# [Supplied records]
-- BEGIN --
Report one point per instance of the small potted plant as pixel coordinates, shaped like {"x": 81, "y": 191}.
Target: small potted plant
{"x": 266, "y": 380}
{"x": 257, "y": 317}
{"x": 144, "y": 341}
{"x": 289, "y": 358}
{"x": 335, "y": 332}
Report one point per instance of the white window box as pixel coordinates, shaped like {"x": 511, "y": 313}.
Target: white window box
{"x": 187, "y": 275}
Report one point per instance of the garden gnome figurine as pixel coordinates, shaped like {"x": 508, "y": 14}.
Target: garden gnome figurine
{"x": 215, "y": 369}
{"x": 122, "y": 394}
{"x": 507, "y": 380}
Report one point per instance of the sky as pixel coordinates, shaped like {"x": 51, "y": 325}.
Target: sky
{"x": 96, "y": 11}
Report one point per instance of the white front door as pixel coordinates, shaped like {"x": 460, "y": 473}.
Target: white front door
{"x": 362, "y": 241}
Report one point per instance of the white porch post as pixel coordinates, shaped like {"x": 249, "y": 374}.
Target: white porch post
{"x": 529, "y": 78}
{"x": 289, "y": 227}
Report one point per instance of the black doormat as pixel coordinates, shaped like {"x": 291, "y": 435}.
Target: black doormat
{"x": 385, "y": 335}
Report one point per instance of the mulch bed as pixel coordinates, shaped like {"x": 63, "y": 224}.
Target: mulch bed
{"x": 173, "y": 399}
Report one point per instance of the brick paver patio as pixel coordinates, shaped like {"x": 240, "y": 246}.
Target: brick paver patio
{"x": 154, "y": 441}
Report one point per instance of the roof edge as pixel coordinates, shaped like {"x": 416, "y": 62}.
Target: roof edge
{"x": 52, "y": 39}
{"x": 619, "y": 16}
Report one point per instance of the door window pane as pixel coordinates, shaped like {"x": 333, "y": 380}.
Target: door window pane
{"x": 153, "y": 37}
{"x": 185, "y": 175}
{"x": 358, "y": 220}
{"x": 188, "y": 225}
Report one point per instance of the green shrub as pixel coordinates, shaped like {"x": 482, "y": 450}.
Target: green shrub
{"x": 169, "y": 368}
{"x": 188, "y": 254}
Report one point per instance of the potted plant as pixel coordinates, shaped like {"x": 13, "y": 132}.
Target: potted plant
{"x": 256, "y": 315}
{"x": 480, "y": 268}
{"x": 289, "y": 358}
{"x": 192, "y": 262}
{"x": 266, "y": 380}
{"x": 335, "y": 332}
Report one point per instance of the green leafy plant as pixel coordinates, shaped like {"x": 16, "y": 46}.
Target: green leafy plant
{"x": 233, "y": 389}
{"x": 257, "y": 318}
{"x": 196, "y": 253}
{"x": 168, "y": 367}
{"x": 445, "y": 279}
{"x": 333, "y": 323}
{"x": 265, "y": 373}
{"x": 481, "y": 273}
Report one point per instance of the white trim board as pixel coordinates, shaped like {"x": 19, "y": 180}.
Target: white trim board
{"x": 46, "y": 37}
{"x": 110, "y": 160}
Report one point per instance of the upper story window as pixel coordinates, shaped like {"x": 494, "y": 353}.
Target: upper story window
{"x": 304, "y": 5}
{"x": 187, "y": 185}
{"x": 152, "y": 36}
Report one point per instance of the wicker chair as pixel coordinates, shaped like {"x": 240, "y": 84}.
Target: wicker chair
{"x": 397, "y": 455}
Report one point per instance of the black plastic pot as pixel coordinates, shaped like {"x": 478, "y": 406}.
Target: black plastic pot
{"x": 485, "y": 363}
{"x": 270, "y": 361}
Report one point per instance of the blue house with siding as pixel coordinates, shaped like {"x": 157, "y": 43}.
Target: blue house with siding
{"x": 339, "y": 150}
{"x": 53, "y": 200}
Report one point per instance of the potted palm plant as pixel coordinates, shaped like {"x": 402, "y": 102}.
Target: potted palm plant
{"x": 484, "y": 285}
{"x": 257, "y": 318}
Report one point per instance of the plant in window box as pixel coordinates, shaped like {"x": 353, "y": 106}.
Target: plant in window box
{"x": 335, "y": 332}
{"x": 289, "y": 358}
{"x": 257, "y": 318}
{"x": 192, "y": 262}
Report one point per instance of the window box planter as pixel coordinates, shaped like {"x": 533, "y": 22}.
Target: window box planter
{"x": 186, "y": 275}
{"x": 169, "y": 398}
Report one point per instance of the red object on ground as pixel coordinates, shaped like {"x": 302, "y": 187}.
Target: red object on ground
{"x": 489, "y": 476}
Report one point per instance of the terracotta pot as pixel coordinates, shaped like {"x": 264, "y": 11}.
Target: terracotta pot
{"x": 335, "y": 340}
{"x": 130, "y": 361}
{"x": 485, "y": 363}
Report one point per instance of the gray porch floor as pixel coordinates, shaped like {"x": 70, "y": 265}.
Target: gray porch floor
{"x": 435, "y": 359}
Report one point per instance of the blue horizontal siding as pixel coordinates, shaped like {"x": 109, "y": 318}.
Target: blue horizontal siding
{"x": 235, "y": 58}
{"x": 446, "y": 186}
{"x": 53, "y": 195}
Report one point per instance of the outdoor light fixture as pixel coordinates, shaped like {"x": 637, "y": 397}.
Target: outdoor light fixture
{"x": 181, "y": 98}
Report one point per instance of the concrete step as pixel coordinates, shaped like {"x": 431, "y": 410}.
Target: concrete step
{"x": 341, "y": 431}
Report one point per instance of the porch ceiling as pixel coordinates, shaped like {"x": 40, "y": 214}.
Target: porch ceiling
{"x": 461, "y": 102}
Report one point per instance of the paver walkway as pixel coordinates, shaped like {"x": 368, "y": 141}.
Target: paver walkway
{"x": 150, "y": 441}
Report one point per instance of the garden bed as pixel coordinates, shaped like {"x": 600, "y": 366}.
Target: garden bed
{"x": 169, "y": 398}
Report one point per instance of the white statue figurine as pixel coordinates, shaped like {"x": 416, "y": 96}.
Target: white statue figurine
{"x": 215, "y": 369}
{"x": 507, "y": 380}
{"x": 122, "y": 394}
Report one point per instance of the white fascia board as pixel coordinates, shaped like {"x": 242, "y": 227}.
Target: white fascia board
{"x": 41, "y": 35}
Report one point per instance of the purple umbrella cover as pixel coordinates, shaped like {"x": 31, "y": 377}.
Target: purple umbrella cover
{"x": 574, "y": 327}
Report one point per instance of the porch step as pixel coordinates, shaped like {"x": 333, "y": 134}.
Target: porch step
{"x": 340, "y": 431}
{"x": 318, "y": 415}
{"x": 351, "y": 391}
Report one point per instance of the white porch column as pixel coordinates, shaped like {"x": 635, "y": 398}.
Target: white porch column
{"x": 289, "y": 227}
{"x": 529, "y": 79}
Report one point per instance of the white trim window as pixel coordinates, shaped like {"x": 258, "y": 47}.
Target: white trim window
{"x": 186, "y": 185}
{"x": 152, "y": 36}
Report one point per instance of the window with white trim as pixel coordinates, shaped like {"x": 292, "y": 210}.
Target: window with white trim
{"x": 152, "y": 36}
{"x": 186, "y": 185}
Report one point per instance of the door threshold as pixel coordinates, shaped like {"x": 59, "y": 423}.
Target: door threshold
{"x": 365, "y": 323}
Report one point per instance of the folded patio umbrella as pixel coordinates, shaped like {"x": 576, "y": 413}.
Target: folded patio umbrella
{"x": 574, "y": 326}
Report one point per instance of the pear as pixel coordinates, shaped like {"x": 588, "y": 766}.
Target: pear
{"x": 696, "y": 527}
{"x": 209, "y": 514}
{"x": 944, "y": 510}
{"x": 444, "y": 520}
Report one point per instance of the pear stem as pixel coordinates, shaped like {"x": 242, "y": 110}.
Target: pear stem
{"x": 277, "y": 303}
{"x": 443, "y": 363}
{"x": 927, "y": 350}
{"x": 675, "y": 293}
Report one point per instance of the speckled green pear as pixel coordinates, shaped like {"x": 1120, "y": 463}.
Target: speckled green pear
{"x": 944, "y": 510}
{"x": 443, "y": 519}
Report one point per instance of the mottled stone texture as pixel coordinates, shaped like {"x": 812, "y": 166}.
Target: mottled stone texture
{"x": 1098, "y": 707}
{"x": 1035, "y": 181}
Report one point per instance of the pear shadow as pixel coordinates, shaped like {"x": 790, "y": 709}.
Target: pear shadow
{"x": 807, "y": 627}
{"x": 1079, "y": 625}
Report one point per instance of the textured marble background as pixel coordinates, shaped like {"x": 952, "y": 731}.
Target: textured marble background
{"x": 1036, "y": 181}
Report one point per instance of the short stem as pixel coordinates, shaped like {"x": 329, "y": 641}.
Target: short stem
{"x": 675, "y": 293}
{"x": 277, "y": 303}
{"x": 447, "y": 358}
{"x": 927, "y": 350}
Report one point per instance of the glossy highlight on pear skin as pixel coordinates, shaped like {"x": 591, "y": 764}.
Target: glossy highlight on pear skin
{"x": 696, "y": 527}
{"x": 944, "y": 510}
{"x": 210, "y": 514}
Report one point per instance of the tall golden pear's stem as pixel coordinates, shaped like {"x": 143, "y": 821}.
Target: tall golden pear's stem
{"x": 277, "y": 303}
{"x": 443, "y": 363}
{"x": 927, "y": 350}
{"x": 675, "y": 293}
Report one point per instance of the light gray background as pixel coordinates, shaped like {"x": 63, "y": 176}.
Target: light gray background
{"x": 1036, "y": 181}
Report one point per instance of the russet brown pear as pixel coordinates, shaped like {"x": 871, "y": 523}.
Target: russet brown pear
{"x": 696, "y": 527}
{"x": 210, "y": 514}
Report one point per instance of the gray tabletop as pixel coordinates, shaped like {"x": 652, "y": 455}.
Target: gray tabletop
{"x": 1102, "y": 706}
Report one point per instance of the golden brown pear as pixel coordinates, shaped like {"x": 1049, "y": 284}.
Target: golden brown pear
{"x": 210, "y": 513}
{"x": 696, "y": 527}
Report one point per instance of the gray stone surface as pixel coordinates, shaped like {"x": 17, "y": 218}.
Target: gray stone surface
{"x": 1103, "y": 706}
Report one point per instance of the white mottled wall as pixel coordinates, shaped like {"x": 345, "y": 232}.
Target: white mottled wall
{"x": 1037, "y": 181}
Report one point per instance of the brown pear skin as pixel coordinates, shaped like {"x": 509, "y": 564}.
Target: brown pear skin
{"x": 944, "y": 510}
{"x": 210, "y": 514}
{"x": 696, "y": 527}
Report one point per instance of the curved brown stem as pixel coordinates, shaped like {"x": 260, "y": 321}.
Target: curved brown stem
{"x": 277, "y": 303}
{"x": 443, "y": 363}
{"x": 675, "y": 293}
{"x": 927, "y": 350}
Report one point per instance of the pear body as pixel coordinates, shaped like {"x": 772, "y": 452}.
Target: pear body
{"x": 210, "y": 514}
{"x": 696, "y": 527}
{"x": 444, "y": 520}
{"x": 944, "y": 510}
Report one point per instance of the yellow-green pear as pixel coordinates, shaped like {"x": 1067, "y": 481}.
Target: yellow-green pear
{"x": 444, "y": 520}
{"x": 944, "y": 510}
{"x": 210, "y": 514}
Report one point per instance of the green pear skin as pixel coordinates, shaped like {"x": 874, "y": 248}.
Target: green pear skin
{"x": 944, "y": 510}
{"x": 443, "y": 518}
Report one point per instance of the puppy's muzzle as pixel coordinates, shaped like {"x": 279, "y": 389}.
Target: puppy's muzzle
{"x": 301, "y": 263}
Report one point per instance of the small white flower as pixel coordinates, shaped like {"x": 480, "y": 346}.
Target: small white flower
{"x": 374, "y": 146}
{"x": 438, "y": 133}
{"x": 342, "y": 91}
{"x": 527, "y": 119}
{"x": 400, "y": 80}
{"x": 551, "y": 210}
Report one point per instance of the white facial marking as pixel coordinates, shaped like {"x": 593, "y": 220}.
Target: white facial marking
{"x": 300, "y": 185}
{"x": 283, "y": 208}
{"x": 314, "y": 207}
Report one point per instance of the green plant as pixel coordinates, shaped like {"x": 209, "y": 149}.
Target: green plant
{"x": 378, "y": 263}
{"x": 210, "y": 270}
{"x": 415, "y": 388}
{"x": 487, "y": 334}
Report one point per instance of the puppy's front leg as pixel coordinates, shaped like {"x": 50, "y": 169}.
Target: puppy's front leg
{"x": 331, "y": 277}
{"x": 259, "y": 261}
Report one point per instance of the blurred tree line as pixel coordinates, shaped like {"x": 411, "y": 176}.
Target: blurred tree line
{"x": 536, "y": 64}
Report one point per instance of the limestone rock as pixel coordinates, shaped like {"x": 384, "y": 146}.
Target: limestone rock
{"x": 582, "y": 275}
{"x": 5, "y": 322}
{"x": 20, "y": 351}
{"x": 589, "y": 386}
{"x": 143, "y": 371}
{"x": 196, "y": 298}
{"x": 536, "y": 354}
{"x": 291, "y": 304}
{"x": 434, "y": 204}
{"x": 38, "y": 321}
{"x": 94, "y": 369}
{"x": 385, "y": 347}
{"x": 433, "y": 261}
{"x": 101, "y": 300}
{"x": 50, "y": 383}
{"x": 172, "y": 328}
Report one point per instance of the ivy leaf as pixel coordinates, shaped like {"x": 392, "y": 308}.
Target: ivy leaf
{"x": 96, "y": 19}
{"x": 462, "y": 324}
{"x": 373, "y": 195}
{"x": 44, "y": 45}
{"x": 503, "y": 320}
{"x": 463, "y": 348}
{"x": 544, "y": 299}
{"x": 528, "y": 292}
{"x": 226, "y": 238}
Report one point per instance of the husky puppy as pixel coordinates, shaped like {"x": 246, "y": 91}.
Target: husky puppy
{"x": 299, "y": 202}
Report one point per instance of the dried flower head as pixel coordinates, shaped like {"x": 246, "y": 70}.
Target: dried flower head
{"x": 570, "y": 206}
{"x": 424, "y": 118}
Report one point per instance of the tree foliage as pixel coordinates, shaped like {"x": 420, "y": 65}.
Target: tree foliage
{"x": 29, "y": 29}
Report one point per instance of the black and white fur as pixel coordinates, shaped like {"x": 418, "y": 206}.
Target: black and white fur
-- END --
# [Problem statement]
From the line with "Report one point per instance of the limestone" to the last line of the material, give every line again exactly, and only those lines.

# [Answer to this problem]
Report one point per instance of the limestone rock as pixel coordinates, shaped like {"x": 384, "y": 146}.
Target: limestone rock
{"x": 582, "y": 275}
{"x": 5, "y": 322}
{"x": 20, "y": 351}
{"x": 589, "y": 386}
{"x": 143, "y": 371}
{"x": 196, "y": 298}
{"x": 536, "y": 354}
{"x": 291, "y": 304}
{"x": 434, "y": 204}
{"x": 38, "y": 321}
{"x": 94, "y": 369}
{"x": 385, "y": 347}
{"x": 433, "y": 261}
{"x": 101, "y": 300}
{"x": 50, "y": 383}
{"x": 172, "y": 328}
Report one point per instance of the ivy leaf as pixel coordinates, shaped like {"x": 392, "y": 308}.
Target: ivy leaf
{"x": 96, "y": 19}
{"x": 462, "y": 324}
{"x": 373, "y": 195}
{"x": 44, "y": 45}
{"x": 503, "y": 320}
{"x": 463, "y": 348}
{"x": 544, "y": 299}
{"x": 528, "y": 292}
{"x": 226, "y": 238}
Report one point per instance of the husky puppy as pixel coordinates, shaped like {"x": 246, "y": 91}.
Target: husky puppy
{"x": 299, "y": 202}
Report one point per instance of the dried flower head as pixel coordinates, shaped like {"x": 246, "y": 70}.
Target: dried flower head
{"x": 570, "y": 206}
{"x": 424, "y": 118}
Report one point per instance of the tree foliage as pixel coordinates, shaped like {"x": 420, "y": 65}.
Target: tree foliage
{"x": 29, "y": 29}
Report one point per instance of the black and white fur as pixel coordinates, shaped like {"x": 418, "y": 206}.
Target: black and white fur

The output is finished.